*** Dataset entries ***
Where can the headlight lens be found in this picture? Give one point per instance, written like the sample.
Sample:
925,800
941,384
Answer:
*** End of Dataset entries ***
*** Dataset entries ***
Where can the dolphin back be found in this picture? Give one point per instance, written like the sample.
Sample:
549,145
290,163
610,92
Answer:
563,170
*** End of Dataset entries ***
_Problem:_
On how many lines of the data does the word "Where" appear? Only the number is wanted.

_Task answer:_
2